• [EXERCISE]
Extend the passage below on Fosphenytoin safety and storage, picking up after its final sentence.

• [EXCERPT TO READ]
____

Blood sugar levels can be affected by the use of Fosphenytoin and diabetic patients should especially be monitored for glucose levels. Your doctor will need to know if you are diabetic or pre-diabetic if you have been given an injection of Fosphenytoin.

Avoid consuming alcoholic beverages while you are being treated with Fosphenytoin. Seek assistance if you require it during this time.

Your birth control pills may not be effective if you have been treated with Fosphenytoin injection, so use alternate forms of birth control while you are being administered this drug. Discuss your birth control options with your health care provider.

Many medications, vitamins and mineral supplements interact adversely with Fosphenytoin. Avoid taking any other medications while you are being treated with this drug, including over-the-counter, herbal, and holistic or vitamin supplements.

Storage

Fosphenytoin will be stored and administered in a hospital or medical clinic setting only, with storage according to the manufacturer's instructions carried out by the professional staff.

The manufacturer recommends that the vials of medication be stored in their original packaging under refrigerated conditions. While Fosphenytoin can be stored at room temperature, it should be discarded after 48 hours. Any opened Fosphenytoin should be used immediately or discarded according to safety instructions and local guidelines.

____

• [RECORDED INFORMATION]
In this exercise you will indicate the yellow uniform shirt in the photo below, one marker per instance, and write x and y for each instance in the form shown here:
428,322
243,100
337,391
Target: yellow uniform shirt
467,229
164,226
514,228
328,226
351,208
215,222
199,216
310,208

____

• [ANSWER SECTION]
Summary

Fosphenytoin is a prodrug that isn't active until it is injected into the body, when it changes into Phenytoin, a powerful anti-seizure medication used to prevent and treat convulsions and seizures that may result when a patient has neurosurgery as well as those experienced by patients with epilepsy. Proven to be safer than an administration of Phenytoin itself, it provides better tolerance at the injection site and has less of a risk of causing cardiac and blood pressure issues. The cost of Fosphenytoin, however, is higher than that of Phenytoin, so it is typically administered to patients who cannot tolerate intravenous route drugs or those who could not withstand PGS, if infected.

By blocking certain channels in the motor cortex region of the brain, which is the central portion, Fosphenytoin effectively calms hyperactive electrical activity generated in the brain of patients who are epileptic. Fosphenytoin calms this activity and halts the seizure.

This medication is only for temporary administration via injection and should not be used for longer than 5 days to control the seizure condition. After this, the patient will be prescribed oral medication to take control of their seizures. Dosage amount, storage safety and other considerations are the responsibility of professional medical staff located at the hospital or clinic where Fosphenytoin is administered.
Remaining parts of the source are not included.